**Materials provided**
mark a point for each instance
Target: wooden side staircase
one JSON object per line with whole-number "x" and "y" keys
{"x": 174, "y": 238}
...
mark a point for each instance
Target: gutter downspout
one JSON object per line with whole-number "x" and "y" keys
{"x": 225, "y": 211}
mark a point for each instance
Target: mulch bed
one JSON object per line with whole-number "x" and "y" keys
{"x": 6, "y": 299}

**The problem**
Only a number is expected in reply: how many lines of the entries hold the word "Target"?

**Written response**
3